Duplicate everything from "As of December" down to "through February 2018." in the company operations text.

**Reading text:**
####################

Nature of Operations, Management’s Plans and Summary of Significant Accounting Policies
 
Company Description and Nature of Operations
 
Inspired Entertainment, Inc. (f/k/a Hydra Industries Acquisition Corp.) (the “Company,” the “Group,” “we,” “our,” and “us”) is a holding company that does not have any operations or material assets other than the direct ownership of DMWSL 633 Limited (“Inspired”). Inspired is a global gaming technology company, supplying Virtual Sports, Mobile and Server Based Gaming (“SBG”) systems to regulated lottery, betting and gaming operators worldwide. Our strategic focus is the development and sale of software systems and digital terminals.
 
The Company was originally incorporated in Delaware on May 24, 2014 as a special purpose acquisition company, formed for the purpose of effecting a merger, capital stock exchange, asset acquisition, stock purchase, reorganization, recapitalization or other similar business combination with one or more businesses. On December 23, 2016 (the “Closing Date”), the Company consummated its business combination with Inspired pursuant to the Share Sale Agreement (the “Merger”), dated as of July 13, 2016, by and among the Company, the Selling Group, Inspired, DMWSL 632 Limited and Gaming Acquisitions Limited (the “Sale Agreement”). In connection with the closing of the Merger, the Company changed its name from Hydra Industries Acquisition Corp. to Inspired Entertainment, Inc. Unless the context otherwise requires, the “Company” refers to the combined company and its subsidiaries following the Merger, “Hydra” refers to the company prior to the closing of the Merger and “Inspired” refers to DMWSL 633 Limited prior to the Merger. See Note 2 for further discussion of the Merger.
 
Management Liquidity Plans
 
As of December 31, 2016, the Company’s cash on hand was $30,936 and the Company had working capital of $10,864. The Company recorded net losses of $22,383 and $16,874 for the periods ended December 31, 2016 and 2015, respectively. The net losses arise primarily due to one-off costs and interest on shareholder loan notes which is no longer a liability of the Company post the Merger as detailed in Note 2. The Company historically has positive cash flows from operating activities and uses the cash flow to fund expenditures for capital additions. Management believes that the Company’s cash balances on hand, cash flows expected to be generated from operations, ability to control and defer capital projects and borrowings available under the Company’s credit facility will be sufficient to fund the Company’s net cash requirements through February 2018.

####################

**Given records:**

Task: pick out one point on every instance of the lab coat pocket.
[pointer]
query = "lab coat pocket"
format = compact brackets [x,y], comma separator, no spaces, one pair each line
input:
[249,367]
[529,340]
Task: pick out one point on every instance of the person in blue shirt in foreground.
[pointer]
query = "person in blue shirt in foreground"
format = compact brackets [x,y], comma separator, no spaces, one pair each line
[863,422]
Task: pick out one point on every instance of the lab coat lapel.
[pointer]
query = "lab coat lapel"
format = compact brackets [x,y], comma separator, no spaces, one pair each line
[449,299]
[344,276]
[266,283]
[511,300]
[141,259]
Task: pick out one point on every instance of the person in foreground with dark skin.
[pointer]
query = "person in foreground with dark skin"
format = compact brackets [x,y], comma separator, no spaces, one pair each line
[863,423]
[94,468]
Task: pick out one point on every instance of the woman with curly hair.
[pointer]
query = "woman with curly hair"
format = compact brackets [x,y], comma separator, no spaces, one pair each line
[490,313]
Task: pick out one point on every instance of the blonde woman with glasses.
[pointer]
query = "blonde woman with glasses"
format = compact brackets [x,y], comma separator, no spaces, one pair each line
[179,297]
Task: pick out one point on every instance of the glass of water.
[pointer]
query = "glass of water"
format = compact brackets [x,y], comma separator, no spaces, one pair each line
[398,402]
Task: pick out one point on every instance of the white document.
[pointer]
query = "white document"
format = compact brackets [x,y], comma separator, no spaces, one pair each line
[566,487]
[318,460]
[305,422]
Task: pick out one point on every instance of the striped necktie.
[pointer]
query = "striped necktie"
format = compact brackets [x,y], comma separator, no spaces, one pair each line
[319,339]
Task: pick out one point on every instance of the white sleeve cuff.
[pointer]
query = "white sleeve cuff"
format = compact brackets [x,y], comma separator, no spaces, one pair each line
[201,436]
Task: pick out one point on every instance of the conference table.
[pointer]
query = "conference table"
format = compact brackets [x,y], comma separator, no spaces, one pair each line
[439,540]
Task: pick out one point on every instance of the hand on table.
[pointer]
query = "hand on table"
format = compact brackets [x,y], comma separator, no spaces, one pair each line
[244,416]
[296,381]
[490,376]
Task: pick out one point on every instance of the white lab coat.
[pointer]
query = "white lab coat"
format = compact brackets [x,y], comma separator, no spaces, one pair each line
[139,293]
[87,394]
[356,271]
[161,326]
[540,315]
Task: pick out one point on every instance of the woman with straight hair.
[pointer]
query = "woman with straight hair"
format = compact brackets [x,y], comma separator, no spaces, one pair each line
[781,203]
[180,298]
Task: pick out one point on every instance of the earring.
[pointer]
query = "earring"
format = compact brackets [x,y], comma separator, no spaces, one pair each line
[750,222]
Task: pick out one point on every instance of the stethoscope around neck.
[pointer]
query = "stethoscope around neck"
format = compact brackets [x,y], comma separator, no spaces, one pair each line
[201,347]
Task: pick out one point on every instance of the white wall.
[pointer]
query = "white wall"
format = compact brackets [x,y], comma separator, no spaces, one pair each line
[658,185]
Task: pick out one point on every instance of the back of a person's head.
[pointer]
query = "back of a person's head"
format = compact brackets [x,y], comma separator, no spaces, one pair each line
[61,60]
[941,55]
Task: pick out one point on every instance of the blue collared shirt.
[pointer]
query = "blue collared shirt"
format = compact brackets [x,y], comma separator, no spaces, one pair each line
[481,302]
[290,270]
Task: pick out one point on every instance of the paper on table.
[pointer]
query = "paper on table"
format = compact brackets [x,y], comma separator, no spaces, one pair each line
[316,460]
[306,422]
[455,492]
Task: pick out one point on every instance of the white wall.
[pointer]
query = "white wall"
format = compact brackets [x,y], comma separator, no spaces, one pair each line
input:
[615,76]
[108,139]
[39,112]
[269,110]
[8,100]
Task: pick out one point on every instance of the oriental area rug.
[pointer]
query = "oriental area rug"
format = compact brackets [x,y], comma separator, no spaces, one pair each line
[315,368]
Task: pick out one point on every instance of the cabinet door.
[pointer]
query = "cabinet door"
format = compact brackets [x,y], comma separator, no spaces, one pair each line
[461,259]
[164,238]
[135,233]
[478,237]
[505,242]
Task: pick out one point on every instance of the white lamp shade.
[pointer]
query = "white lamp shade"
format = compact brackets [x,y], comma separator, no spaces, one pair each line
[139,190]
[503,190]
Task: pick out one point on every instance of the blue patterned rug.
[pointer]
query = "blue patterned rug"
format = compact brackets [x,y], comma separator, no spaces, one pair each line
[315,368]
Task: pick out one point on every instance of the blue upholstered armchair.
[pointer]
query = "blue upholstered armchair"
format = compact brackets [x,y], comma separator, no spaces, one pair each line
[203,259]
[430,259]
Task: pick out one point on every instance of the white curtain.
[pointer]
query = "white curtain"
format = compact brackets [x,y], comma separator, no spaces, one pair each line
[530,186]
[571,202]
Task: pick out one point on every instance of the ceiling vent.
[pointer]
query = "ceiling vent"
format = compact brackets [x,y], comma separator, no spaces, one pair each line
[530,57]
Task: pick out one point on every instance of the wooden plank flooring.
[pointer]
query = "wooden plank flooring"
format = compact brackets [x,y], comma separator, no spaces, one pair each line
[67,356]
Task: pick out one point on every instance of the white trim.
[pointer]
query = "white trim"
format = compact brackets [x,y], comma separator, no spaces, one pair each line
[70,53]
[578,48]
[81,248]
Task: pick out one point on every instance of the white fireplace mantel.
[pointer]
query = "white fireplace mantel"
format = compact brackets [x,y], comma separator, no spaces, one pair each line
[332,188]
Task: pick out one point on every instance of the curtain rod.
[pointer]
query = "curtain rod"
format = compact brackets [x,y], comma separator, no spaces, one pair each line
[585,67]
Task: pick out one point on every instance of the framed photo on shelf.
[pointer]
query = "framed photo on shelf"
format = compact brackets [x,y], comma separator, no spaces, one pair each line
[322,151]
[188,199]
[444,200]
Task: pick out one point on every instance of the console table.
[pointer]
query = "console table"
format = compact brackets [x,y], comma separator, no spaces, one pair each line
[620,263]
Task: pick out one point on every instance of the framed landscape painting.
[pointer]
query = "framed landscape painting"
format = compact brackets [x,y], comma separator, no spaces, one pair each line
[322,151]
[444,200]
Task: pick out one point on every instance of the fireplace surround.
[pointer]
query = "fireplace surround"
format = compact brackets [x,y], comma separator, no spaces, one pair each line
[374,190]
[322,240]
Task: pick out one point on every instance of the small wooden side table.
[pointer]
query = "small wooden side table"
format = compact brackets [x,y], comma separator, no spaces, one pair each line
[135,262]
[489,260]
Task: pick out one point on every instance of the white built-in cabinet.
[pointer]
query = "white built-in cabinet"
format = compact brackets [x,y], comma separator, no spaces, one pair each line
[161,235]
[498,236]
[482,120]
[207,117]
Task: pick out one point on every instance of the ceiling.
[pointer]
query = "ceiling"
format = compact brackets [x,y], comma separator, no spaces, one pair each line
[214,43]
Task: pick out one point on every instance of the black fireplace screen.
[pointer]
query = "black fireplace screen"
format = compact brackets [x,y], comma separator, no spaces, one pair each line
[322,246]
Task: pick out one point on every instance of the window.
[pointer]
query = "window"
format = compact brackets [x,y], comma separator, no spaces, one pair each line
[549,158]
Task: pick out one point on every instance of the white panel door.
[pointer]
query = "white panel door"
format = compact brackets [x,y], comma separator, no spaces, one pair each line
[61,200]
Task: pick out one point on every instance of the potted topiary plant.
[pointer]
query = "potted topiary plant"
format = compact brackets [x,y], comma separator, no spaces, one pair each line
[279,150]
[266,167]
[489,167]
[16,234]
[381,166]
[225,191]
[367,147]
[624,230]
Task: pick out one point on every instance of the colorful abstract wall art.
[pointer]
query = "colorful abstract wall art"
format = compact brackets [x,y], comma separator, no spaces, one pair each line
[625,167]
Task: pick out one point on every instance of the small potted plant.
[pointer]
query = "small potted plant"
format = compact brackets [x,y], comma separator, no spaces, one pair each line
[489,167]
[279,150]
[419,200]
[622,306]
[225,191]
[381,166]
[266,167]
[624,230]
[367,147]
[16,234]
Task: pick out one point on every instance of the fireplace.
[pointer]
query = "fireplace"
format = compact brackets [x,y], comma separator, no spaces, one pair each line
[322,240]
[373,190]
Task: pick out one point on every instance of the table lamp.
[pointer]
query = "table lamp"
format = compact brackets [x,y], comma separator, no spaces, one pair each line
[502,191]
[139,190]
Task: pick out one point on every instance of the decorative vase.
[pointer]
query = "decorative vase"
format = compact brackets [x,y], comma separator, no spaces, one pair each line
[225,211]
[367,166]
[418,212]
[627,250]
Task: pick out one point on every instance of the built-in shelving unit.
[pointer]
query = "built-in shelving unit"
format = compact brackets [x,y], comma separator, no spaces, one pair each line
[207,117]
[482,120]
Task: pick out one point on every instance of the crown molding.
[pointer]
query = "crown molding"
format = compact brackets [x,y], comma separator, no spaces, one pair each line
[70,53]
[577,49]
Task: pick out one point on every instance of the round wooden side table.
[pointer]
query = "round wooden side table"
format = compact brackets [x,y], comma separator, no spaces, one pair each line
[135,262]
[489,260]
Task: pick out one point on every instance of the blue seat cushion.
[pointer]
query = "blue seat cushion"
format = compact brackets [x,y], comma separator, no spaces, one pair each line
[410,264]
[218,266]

####################

**Answer to the exercise:**
As of December 31, 2016, the Company’s cash on hand was $30,936 and the Company had working capital of $10,864. The Company recorded net losses of $22,383 and $16,874 for the periods ended December 31, 2016 and 2015, respectively. The net losses arise primarily due to one-off costs and interest on shareholder loan notes which is no longer a liability of the Company post the Merger as detailed in Note 2. The Company historically has positive cash flows from operating activities and uses the cash flow to fund expenditures for capital additions. Management believes that the Company’s cash balances on hand, cash flows expected to be generated from operations, ability to control and defer capital projects and borrowings available under the Company’s credit facility will be sufficient to fund the Company’s net cash requirements through February 2018.